:: Task instructions ::
Line by line, copy the material below exactly as given.

:: Dataset records ::
↓↓↓

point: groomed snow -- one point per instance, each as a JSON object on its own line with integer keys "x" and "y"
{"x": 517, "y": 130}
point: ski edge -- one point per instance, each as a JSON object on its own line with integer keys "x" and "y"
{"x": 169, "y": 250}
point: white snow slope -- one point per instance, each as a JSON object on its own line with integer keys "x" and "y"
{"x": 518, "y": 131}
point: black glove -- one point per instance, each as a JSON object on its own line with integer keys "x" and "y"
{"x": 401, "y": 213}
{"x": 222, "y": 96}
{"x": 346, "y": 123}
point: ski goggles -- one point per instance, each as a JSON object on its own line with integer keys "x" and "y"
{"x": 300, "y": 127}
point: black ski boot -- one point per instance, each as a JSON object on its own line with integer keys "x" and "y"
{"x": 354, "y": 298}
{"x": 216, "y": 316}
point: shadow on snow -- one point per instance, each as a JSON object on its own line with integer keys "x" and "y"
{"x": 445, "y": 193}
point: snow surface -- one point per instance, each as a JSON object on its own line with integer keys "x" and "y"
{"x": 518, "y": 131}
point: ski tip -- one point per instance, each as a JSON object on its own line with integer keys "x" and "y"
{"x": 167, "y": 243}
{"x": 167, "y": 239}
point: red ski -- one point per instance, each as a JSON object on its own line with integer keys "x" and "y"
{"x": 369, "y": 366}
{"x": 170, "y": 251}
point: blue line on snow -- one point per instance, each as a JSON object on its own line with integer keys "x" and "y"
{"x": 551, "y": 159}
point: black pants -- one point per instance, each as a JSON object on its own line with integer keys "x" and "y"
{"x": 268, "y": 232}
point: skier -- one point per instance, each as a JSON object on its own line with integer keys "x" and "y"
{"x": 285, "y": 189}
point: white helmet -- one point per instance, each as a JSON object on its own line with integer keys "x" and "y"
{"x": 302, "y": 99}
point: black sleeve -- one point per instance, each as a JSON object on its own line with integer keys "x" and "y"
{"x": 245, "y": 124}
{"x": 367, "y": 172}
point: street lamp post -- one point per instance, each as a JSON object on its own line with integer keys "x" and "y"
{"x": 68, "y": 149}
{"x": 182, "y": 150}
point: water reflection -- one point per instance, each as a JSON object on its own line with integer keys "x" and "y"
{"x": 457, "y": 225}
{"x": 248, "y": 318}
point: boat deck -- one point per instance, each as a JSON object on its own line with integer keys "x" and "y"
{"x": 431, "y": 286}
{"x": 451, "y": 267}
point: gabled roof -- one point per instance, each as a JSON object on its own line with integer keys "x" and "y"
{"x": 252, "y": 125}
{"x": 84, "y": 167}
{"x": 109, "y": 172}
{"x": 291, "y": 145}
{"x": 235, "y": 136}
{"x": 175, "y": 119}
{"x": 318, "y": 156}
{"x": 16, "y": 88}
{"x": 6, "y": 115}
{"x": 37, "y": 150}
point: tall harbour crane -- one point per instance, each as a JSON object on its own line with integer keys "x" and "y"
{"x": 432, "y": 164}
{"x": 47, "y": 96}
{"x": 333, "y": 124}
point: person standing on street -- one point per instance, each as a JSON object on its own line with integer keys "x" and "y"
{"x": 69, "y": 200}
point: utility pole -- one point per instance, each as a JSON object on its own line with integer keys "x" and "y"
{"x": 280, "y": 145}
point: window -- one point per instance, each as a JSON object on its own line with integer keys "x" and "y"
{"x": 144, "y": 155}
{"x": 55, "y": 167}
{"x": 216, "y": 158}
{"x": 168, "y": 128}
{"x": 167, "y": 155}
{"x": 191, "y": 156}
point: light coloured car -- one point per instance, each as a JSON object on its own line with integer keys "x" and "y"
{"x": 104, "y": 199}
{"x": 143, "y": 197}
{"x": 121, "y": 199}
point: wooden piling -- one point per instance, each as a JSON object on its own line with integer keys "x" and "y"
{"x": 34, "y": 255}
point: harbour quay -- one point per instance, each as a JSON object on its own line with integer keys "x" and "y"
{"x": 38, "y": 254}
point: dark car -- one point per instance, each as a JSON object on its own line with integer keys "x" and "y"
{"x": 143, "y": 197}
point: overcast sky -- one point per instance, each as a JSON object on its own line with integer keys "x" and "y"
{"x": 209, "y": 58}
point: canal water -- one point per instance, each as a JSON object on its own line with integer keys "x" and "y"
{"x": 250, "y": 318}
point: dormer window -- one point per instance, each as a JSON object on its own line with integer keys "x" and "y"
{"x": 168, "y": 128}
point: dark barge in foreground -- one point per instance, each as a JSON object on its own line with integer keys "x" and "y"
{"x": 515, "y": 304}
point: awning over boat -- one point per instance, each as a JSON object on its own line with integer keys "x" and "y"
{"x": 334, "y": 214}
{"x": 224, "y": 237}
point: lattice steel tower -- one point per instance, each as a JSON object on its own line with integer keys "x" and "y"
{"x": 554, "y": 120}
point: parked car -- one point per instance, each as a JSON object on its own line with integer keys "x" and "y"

↑↑↑

:: Output of the exercise ::
point: groomed snow -- one point per instance, each as a JSON object on its own line with integer keys "x" and "y"
{"x": 517, "y": 130}
point: ski edge -- one point per instance, each as a JSON object on its own line with integer keys "x" and "y"
{"x": 169, "y": 250}
point: white snow slope -- one point per instance, each as a JSON object on its own line with integer keys "x" and "y"
{"x": 518, "y": 131}
point: black glove -- one point per instance, each as a JSON object on its own line with integer keys "x" and "y"
{"x": 401, "y": 213}
{"x": 222, "y": 96}
{"x": 346, "y": 123}
point: ski goggles -- one point per instance, each as a JSON object on its own line with integer keys "x" and "y"
{"x": 300, "y": 127}
point: black ski boot -- one point per instance, each as a JSON object on its own line with integer keys "x" and "y"
{"x": 354, "y": 298}
{"x": 216, "y": 316}
point: shadow on snow -- one point per instance, each as a JSON object on its own line with integer keys "x" and "y"
{"x": 445, "y": 193}
point: snow surface -- one point per instance, each as a JSON object on its own line with integer keys "x" and "y"
{"x": 518, "y": 131}
point: ski tip -- one point per instance, each as a JSON object on its own line with integer keys "x" and "y"
{"x": 167, "y": 243}
{"x": 167, "y": 239}
point: red ski -- one point per instance, each as a JSON object on its own line with integer keys "x" and "y"
{"x": 369, "y": 366}
{"x": 170, "y": 251}
point: blue line on snow -- one point per instance, each as a JSON object on its own line with integer keys "x" and "y"
{"x": 551, "y": 159}
point: black pants -- one point per instance, each as a JSON object on its own line with integer keys "x" and "y"
{"x": 268, "y": 232}
point: skier -- one point per instance, each as a JSON object on its own line with integer keys "x" and "y"
{"x": 285, "y": 189}
point: white helmet -- one point per instance, each as a JSON object on its own line with integer keys "x" and "y"
{"x": 302, "y": 99}
point: black sleeve -- one point per instance, each as a JSON object on its own line with integer keys "x" and "y"
{"x": 245, "y": 124}
{"x": 367, "y": 172}
point: street lamp post -- one point per instance, each as a JSON object on its own line with integer keys "x" and "y"
{"x": 68, "y": 149}
{"x": 182, "y": 150}
point: water reflection -- one point per instance, each as a JSON object on its own line with integer keys "x" and "y"
{"x": 457, "y": 225}
{"x": 248, "y": 318}
point: boat deck -- one point per instance, each as a JSON object on its own line with integer keys "x" and "y"
{"x": 431, "y": 286}
{"x": 451, "y": 267}
point: gabled roof -- one point per instance, each as a JSON object on its own line with integer keys "x" and "y"
{"x": 252, "y": 125}
{"x": 84, "y": 167}
{"x": 109, "y": 172}
{"x": 291, "y": 145}
{"x": 235, "y": 136}
{"x": 175, "y": 119}
{"x": 318, "y": 156}
{"x": 16, "y": 88}
{"x": 6, "y": 115}
{"x": 37, "y": 150}
point: tall harbour crane -- one point per instance, each as a JSON object on its own line with integer keys "x" and "y"
{"x": 432, "y": 164}
{"x": 47, "y": 96}
{"x": 333, "y": 124}
point: person standing on street -- one point per instance, each as a JSON object on its own line with integer keys "x" and "y"
{"x": 69, "y": 200}
point: utility pole -- one point per instance, each as a JSON object on its own line with integer keys "x" and "y"
{"x": 280, "y": 145}
point: window -- one point per instance, each as a JSON object on its own line with integer keys "x" and "y"
{"x": 144, "y": 155}
{"x": 55, "y": 167}
{"x": 216, "y": 158}
{"x": 168, "y": 128}
{"x": 167, "y": 155}
{"x": 191, "y": 156}
point: light coloured car -- one point per instance, each as a JSON object on its own line with integer keys "x" and "y"
{"x": 104, "y": 199}
{"x": 143, "y": 197}
{"x": 121, "y": 199}
point: wooden piling -- one point per instance, each as a JSON object on its own line with integer keys "x" and "y"
{"x": 34, "y": 255}
point: harbour quay -- one point per instance, each as a JSON object on its own line with integer keys "x" and "y"
{"x": 38, "y": 254}
point: dark car -- one point per instance, each as a JSON object on its own line with integer keys "x" and "y"
{"x": 143, "y": 197}
point: overcast sky -- one point per instance, each as a JSON object on its own line with integer keys "x" and "y"
{"x": 209, "y": 58}
point: canal water -- one point per instance, each as a JSON object on its own line with integer keys "x" and "y"
{"x": 250, "y": 318}
point: dormer window -- one point per instance, each as a JSON object on its own line with integer keys "x" and "y"
{"x": 168, "y": 128}
point: dark barge in foreground -- one point per instance, each as a JSON object on its own line with integer keys "x" and "y"
{"x": 515, "y": 304}
point: awning over boat -- one point per instance, each as a JSON object on its own line with integer keys "x" and "y"
{"x": 334, "y": 214}
{"x": 224, "y": 237}
point: lattice steel tower -- one point per instance, each as a JSON object on its own line with integer keys "x" and "y"
{"x": 554, "y": 120}
point: parked car -- one point per instance, each as a JSON object on its own line with integer keys "x" and "y"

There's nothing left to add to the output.